Document excerpt >>
::::

CAP reform post-2013 tops the agenda of a meeting of EU farm ministers in Brussels this Thursday (17 March), with member state sets to publish their views on the commission's non-legislative plans.

With farm payments accounting for roughly €55 billion of the EU's €120 billion annual budget, more reformist states such as the UK and Sweden have traditionally called for a redirection of the EU spending towards growth and innovation projects.

Fischler said he supported the commission's view, outlined in the communication, that farmers should continue to receive a basic payment, coupled with potential add-ons for additional environmental measures.

"The European farming sector is not only producing food and fibre, but also public goods [such as clear air and water]. And because these goods don't have a price on the market place, one has to find a way to pay for them," he said.

"The other part is income support. Are the incomes of farmers good enough so we can do away with this element? For the time being the reality is that European farmers earn about 60 percent of the EU average."

::::

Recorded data
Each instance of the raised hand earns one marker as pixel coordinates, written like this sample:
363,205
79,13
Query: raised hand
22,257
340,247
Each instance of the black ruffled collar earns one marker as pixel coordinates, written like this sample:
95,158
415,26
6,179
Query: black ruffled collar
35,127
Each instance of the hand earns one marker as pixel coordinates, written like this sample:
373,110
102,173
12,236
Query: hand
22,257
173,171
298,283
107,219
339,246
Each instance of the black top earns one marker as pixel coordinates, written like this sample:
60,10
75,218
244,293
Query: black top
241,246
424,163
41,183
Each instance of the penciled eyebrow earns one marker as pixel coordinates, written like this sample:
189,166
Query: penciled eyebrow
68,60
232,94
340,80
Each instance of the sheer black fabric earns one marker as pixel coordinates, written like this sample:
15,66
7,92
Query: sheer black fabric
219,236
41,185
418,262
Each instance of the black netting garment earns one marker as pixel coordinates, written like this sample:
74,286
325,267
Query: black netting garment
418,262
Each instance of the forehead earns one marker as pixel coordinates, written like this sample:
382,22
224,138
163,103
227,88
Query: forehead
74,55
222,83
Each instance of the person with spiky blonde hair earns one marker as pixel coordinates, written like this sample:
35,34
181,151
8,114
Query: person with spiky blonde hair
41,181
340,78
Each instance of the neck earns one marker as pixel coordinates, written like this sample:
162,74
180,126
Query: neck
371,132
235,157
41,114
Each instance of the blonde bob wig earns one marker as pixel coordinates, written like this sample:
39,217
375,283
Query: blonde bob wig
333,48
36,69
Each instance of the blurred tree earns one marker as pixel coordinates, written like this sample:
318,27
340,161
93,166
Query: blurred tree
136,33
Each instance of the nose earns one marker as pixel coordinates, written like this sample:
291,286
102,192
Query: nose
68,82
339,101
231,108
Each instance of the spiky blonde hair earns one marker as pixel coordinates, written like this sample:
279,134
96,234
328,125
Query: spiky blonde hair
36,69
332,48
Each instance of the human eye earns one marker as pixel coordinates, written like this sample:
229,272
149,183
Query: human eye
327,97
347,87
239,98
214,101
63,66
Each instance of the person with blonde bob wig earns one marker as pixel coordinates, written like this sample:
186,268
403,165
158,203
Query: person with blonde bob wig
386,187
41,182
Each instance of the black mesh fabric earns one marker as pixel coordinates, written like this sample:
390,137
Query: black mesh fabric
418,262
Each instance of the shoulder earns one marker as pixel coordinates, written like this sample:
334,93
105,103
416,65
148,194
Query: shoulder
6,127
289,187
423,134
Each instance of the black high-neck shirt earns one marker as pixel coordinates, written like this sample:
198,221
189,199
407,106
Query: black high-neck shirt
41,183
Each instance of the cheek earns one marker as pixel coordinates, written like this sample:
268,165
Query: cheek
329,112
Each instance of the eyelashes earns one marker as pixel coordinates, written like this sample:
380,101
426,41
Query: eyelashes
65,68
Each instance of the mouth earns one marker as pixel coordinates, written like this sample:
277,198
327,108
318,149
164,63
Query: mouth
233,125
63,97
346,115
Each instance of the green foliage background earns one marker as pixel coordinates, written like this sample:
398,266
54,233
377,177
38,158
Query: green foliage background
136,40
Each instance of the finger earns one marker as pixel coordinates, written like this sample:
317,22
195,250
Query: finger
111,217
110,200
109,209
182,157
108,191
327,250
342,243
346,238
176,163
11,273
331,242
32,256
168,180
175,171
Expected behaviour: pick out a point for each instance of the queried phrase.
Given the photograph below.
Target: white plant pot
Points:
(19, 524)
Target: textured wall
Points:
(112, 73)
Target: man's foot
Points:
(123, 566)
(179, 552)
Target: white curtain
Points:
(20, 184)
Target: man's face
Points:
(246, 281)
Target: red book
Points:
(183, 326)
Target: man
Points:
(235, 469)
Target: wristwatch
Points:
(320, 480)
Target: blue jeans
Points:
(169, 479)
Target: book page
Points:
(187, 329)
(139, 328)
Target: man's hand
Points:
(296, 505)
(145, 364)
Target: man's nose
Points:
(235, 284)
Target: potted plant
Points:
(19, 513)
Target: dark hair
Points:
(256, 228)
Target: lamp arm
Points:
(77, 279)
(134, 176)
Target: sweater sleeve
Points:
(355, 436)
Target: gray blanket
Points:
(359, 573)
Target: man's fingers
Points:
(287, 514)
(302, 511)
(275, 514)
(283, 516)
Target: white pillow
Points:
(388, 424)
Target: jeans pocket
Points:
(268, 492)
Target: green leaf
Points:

::::

Exercise directions >>
According to the article on EU farm policy reform, how much do European farmers earn compared with the EU average? The records are separate material and are unrelated to the text.

Output >>
About 60 percent of the EU average.